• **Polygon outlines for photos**
------------------------------

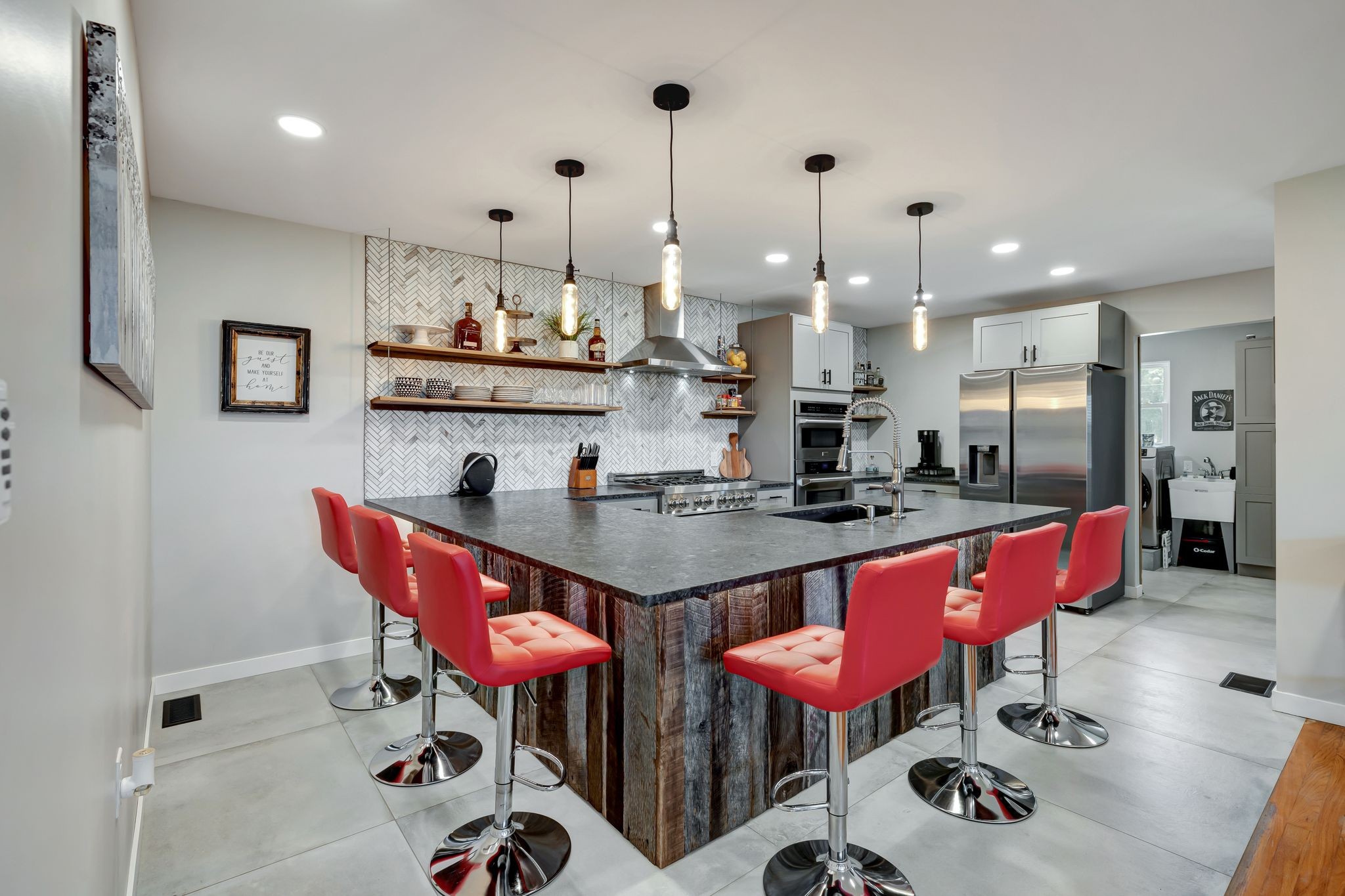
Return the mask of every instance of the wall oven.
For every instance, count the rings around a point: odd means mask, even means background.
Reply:
[[[837,469],[846,407],[839,402],[794,403],[795,505],[854,500],[854,477]]]

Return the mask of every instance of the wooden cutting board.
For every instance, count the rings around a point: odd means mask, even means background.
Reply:
[[[720,461],[720,476],[730,480],[745,480],[752,476],[748,453],[738,447],[737,433],[729,433],[729,447],[724,449],[724,459]]]

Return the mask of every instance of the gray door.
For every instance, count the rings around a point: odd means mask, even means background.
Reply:
[[[1088,501],[1087,364],[1014,371],[1014,492],[1018,504],[1071,509],[1065,549]]]
[[[963,373],[959,410],[959,496],[1011,501],[1013,371]]]

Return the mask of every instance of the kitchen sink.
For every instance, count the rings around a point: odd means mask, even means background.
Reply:
[[[1167,480],[1171,514],[1178,520],[1232,523],[1236,488],[1233,480],[1208,480],[1196,476]]]
[[[908,506],[907,513],[917,512],[920,508]],[[796,508],[794,510],[781,510],[779,513],[771,513],[768,516],[779,516],[785,520],[804,520],[807,523],[865,523],[868,524],[869,516],[857,506],[849,504],[827,504],[823,506],[811,508]],[[892,516],[892,505],[873,505],[874,520],[884,516]]]

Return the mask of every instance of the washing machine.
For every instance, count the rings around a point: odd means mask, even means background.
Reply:
[[[1163,532],[1173,525],[1167,500],[1167,480],[1177,476],[1173,446],[1139,449],[1139,541],[1146,548],[1162,547]]]

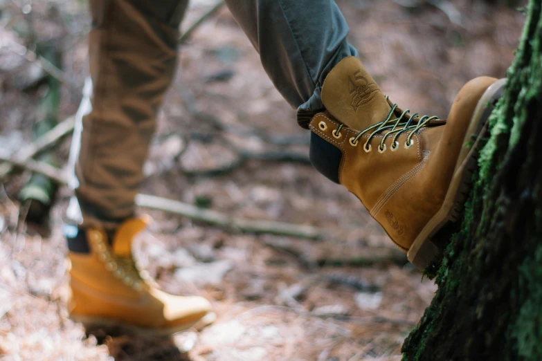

------------------------------

Express the rows starting at the line containing "Return the mask of every instance of the washing" and ending at the last row as a two-column CSV with columns text and reply, one CSV line per row. Put each value in a single quoted field, turn line breaks into spaces, and leave out the pictures.

• **Completed exercise**
text,reply
"Return the mask of every instance of the washing machine. For every instance, count the rings around a point: odd means mask, even means background. Reply:","[[[1163,532],[1173,525],[1167,500],[1167,480],[1177,476],[1173,446],[1139,449],[1139,541],[1146,548],[1162,547]]]"